* **Exercise directions**:
Return every line of the records below that contains the string "subway", copying each line in full.

* **The records**:

[START]

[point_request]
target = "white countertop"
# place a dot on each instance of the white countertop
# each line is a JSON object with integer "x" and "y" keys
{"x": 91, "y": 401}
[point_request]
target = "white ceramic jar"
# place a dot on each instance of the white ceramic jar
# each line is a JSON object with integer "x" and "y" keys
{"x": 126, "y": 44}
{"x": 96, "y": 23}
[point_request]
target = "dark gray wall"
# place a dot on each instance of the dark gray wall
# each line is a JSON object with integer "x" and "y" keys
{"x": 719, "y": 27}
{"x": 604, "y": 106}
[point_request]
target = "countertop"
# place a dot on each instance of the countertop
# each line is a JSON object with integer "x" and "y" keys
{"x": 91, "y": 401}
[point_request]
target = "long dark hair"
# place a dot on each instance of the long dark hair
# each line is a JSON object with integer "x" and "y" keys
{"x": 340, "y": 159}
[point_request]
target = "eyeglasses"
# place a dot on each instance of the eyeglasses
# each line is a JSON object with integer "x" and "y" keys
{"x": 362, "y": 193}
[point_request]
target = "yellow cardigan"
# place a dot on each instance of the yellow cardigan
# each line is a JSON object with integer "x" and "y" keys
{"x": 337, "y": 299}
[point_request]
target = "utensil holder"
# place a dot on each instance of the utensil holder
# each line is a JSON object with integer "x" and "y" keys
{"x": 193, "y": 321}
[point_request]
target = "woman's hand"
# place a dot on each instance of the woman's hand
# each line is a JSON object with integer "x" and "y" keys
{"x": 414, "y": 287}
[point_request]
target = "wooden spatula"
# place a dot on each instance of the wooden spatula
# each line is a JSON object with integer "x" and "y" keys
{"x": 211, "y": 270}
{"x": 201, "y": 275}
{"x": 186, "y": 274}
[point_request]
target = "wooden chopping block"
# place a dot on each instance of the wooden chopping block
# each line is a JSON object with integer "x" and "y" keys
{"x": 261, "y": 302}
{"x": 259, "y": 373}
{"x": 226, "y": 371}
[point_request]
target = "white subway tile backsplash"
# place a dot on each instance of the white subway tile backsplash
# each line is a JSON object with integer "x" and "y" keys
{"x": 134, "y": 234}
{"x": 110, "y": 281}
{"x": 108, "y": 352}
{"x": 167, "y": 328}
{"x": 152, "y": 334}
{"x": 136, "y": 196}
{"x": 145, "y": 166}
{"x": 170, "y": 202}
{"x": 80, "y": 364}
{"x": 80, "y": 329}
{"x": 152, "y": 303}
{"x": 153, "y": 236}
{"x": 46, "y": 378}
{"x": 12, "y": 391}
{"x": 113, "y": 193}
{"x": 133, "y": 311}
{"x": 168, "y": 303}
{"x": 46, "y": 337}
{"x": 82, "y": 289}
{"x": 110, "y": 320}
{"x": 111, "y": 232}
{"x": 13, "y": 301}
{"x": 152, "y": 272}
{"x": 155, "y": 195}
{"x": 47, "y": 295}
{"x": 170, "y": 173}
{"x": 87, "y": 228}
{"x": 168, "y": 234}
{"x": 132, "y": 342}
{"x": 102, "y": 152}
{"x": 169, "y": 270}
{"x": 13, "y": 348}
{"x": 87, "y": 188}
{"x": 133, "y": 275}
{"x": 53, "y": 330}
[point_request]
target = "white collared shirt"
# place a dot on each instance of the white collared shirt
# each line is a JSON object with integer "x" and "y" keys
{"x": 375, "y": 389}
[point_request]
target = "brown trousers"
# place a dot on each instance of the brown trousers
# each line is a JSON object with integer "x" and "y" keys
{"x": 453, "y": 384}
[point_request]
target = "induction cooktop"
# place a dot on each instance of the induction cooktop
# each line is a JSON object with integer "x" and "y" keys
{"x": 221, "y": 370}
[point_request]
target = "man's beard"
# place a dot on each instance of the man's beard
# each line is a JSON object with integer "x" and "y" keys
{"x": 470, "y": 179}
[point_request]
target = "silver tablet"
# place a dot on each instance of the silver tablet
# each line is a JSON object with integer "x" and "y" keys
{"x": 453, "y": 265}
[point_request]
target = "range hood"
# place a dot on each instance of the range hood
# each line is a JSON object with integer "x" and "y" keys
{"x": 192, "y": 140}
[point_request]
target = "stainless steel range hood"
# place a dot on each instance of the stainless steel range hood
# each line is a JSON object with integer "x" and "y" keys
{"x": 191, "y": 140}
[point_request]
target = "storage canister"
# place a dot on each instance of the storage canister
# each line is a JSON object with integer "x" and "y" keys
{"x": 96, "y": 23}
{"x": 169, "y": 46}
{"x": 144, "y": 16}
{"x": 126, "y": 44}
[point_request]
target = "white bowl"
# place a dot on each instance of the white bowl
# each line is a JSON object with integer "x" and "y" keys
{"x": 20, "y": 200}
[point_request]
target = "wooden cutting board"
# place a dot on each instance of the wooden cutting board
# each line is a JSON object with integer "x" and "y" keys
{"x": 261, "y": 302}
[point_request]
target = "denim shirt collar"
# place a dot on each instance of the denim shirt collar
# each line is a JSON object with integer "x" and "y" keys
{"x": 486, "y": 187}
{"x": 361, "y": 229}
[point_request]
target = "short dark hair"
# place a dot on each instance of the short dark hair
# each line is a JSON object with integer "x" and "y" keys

[END]
[START]

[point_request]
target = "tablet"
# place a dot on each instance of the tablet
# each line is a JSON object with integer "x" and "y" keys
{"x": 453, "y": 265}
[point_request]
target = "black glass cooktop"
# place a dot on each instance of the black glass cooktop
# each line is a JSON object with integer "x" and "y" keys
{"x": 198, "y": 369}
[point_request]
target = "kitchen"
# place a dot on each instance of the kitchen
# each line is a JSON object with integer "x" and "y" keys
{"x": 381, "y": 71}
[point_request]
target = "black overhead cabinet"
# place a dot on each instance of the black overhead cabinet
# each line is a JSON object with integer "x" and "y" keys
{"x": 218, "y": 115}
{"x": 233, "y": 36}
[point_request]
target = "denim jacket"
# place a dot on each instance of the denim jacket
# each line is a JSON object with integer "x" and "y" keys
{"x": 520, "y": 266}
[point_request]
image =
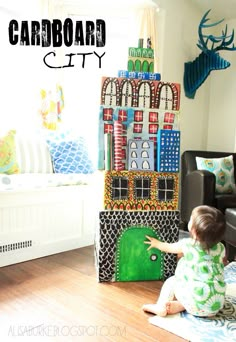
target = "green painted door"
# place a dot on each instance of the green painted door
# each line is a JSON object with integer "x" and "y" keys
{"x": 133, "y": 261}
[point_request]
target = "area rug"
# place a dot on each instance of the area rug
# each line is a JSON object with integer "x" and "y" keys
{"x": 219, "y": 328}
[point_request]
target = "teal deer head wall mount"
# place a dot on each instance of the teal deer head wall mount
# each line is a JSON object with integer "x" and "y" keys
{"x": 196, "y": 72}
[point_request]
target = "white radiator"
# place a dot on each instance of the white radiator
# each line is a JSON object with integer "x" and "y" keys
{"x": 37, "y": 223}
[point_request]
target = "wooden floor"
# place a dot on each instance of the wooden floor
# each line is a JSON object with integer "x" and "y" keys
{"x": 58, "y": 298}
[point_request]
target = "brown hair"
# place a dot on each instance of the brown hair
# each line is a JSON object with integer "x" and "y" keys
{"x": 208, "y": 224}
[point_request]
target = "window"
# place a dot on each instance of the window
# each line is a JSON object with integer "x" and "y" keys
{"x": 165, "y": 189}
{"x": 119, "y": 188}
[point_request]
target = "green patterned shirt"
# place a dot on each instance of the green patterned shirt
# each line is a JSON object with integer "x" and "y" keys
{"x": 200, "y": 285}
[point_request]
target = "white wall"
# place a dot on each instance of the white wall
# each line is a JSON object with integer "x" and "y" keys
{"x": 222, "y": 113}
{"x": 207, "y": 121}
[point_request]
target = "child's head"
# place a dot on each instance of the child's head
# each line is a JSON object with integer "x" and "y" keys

[END]

* **Solution to the exercise**:
target = "white subway tile backsplash"
# place a dot on each instance of the white subway tile backsplash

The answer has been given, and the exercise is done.